• _RECORDS FOR THIS EXERCISE_:
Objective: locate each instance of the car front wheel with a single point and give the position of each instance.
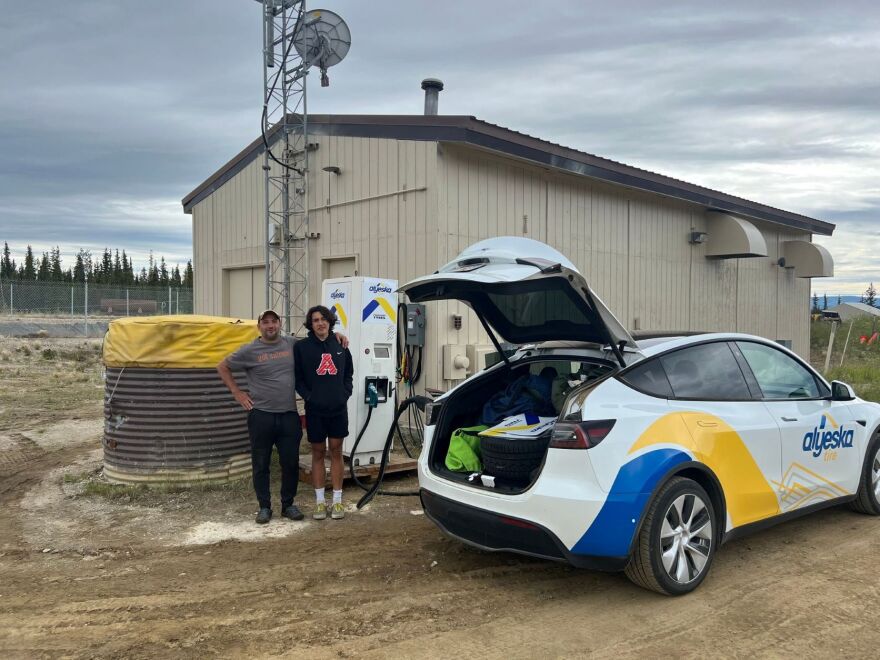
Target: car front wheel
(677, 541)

...

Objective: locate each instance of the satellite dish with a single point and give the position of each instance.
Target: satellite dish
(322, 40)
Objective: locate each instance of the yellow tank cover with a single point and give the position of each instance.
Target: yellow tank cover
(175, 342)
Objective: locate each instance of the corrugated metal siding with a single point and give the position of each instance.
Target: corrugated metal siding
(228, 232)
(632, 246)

• _THE PROBLEM_:
How many lines in the records above include the word "give"? Reply with the number alone.

• _SOLUTION_:
4